#### WORK TO DO:
Extract each of the lines below that contains the string "tree", copying them in full.

#### THE INPUT:
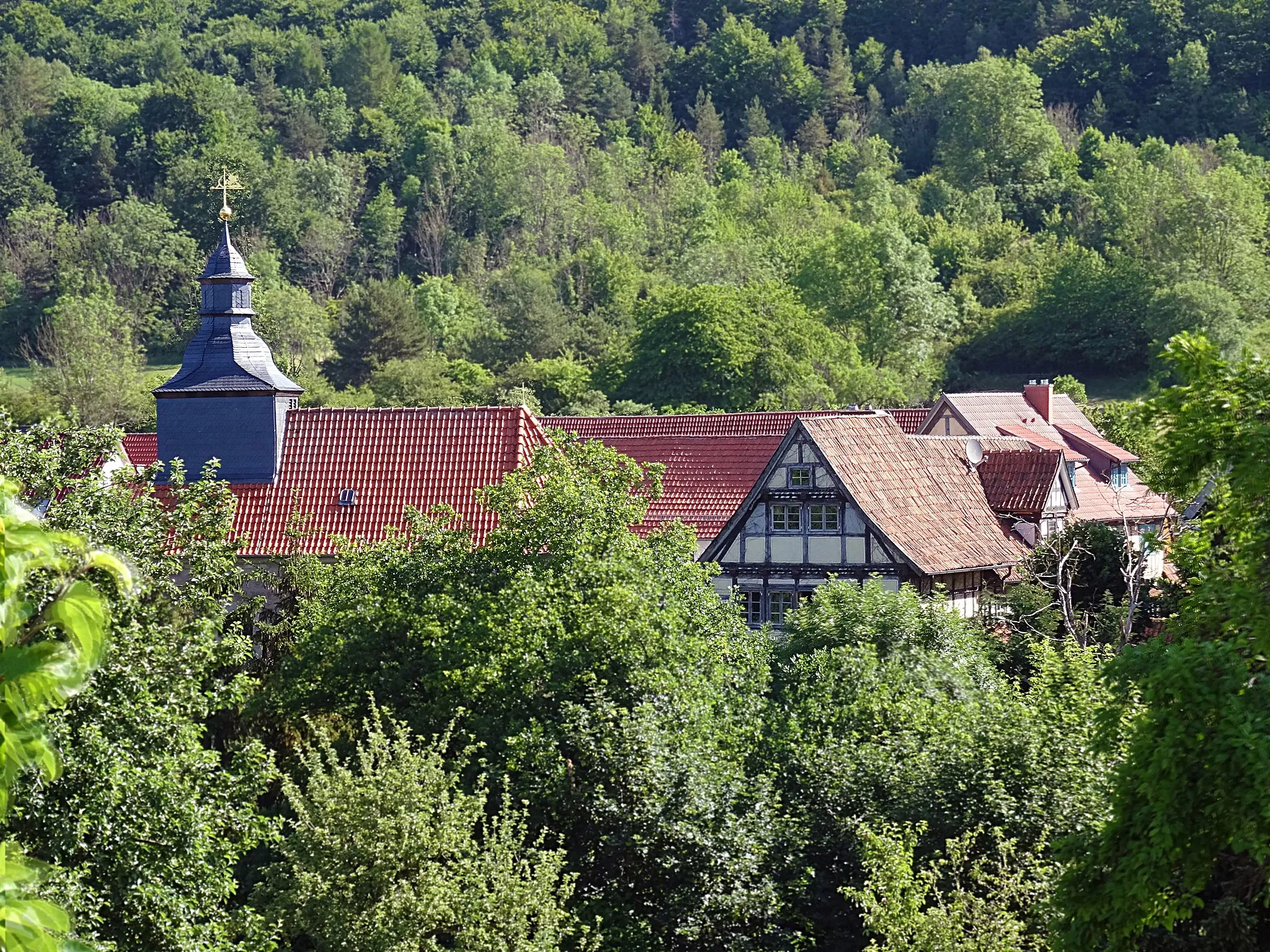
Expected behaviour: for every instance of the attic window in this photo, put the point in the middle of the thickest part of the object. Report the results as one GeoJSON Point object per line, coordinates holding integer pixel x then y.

---

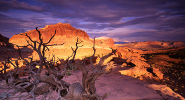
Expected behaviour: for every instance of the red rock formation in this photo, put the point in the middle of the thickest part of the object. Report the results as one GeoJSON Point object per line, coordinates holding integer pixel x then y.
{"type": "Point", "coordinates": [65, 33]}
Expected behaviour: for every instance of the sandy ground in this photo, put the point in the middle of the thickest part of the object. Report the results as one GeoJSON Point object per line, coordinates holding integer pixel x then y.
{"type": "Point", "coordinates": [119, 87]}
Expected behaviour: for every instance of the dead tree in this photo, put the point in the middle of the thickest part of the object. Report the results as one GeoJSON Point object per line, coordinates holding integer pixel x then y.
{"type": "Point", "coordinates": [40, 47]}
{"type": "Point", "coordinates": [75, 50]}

--

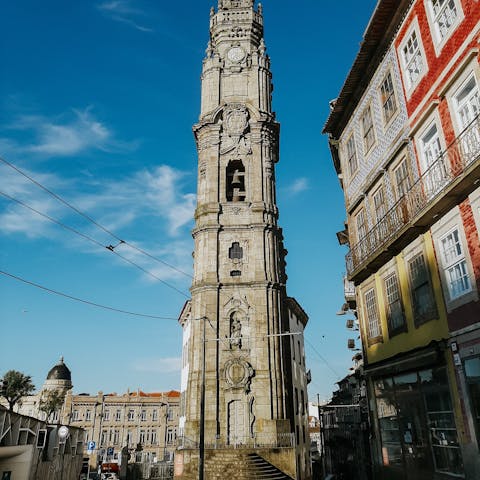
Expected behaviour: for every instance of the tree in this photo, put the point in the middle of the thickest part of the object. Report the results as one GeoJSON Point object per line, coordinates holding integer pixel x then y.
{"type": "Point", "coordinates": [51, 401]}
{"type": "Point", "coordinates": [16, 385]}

#### TASK RESULT:
Expected behaviour: for every instance of the dead tree in this photo, put the point in the middle of the thickest part of the object. Report the results as one GeoJSON Point object per line, coordinates holding integer pixel x then y.
Expected behaviour: for every instance of the tree in this photo, put the point in the middle of the thickest part of the object. Report the results as one GeoJSON Point object per line, coordinates holding integer pixel x then y.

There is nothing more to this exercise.